Фрагмент текста:
----------
И вот мужчина, который заполнял для себя меру, вдруг обнаружил, что между стволом и корой засунута записка, в которой какой-то заключенный просил сообщить родным в Грузию, что он жив. Сразу же продажу дров прекратили, вызвали милицию. Надо полагать, что добрая весть до родных не дошла.
Репрессии возобновились и после войны, но не с такой силой.
1948 год. Я ученица десятого класса. Поехала попрощаться с родственницей Еленой Семеновной. Она отбывала в ссылку. Жила Елена Семеновна в большом доме на втором этаже вблизи Политехнического музея. Когда я подошла к двери и позвонила в квартиру, то оглянувшись, заметила молодого человека, который сидел на ступеньках. Я вошла в квартиру. Мы с Еленой Семеновной пили чай, беседовали. Она расспрашивала меня о моей жизни и все никак не отпускала. А когда, попрощавшись, как оказалось, навсегда, я вышла из квартиры, молодой человек, сидевший на лестнице, не скрываясь, последовал за мной. У Политехнического музея я села в трамвай и поехала к себе домой. Молодой человек тоже вскочил в этот же трамвай и стал рядом, но так, чтобы я неожиданно на остановке не могла выскочить. Так мы доехали до Крестьянской заставы. Там я вышла, он последовал за мной и проводил до самых ворот. Позднее моя тетушка Виктория мне говорила, что следующий круг после Елены Семеновны – она и ее муж, а потом мои родители и я – вполне взрослая девятнадцатилетняя девушка. Но к счастью, очередь до нас не дошла.
А Елена Семеновна через несколько дней уехала. Она была довольна тем, что едет не просто в ссылку, а соединится и будет жить вместе со своей племянницей Наталой, Натальей Алексеевной Рыковой.
К тому времени Натала провела в лагерях и ссылке уже около десяти лет в Казахстане и самоэтапировалась в Воркуту, где отбывал свой срок ее муж Вальтер Густавович Перле. Нравы мягчели, и Натале разрешили по прошествии десяти лет соединиться со своим мужем. Счастью ее не было границ, если можно было это назвать счастьем. Ведь достаточно молодая женщина ехала к мужу, имея изъян – у нее не было одной груди. Рак – такой диагноз вынесли три врача, отбывающие срок в том же лагере, что и Натала. Консилиум собрался в маленькой комнатушке сзади лагерной аптеки. Оперировали там же. Результат отличный.
Натала с мужем купили небольшой домик на берегу речушки. Обзавелись огородом, где филолог Натала успешно выращивала все, начиная с картошки. А когда мимо проходил конвой, то Натала не скупясь, снабжала овощами и конвоируемых. Так вот в этот обустроенный мир к родным людям отправилась пожилая женщина, библиотекарь Елена Семеновна, родная сестра жены А.И. Рыкова.
----------
Условия заданий:
(1) Где Натала с мужем купили небольшой домик, согласно воспоминаниям о репрессиях?
(2) Продолжите воспоминания о репрессиях, начав сразу после последнего предложения.
----------
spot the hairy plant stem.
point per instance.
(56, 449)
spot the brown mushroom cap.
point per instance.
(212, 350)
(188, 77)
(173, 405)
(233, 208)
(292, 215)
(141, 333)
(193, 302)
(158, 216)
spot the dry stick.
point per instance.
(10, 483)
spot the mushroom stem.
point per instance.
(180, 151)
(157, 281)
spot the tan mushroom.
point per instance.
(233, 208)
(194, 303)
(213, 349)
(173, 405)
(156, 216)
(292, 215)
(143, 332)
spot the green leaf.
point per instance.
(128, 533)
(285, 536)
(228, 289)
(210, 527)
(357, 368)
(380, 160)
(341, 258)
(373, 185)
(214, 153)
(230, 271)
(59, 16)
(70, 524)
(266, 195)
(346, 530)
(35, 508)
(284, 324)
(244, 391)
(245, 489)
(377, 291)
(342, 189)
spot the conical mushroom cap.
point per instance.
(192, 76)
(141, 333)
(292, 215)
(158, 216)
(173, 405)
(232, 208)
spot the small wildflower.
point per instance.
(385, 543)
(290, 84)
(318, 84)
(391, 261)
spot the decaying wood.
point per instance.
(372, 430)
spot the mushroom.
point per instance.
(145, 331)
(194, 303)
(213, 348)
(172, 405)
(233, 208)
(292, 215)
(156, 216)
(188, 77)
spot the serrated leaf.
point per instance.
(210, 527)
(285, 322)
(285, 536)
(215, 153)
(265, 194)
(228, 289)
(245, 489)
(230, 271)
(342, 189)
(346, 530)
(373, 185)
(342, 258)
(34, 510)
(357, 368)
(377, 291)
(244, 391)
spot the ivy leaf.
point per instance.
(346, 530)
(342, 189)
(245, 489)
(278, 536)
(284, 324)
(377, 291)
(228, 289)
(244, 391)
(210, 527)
----------
Ответы на задания:
(1) На берегу речушки.

(2)
В 1953 году К.Е. Ворошилов отправил к ним самолет, чтобы летчик сообщил им, что скоро они будут свободны и смогут вернуться в Москву. Но это произошло через два года. А когда они вернулись, то вскоре умерла Елена Семеновна, а за ней и Вальтер Густавович, больной туберкулезом и отбывший в тюрьмах, лагерях и ссылке 19 лет. А Натала, несмотря на 17 лет тюрем, ссылок и лагерей прожила долгую жизнь. Я бывала у нее, но не часто. Она рассказывала мне различные эпизоды из ее ссыльной жизни. Я советовала ей писать об этом, но она отмахивалась и говорила, что таких, как она, было много, так зачем и писать тогда. В свои 86 лет, живя на Ордынке, она однажды отправилась в соседнюю школу записываться в 1-й класс.
В моей квартире висит небольшая акварель, сделанная рукой самого Вальтера Густавовича – на обрывистом берегу маленький домик, их домик. Этой акварелью я очень дорожу.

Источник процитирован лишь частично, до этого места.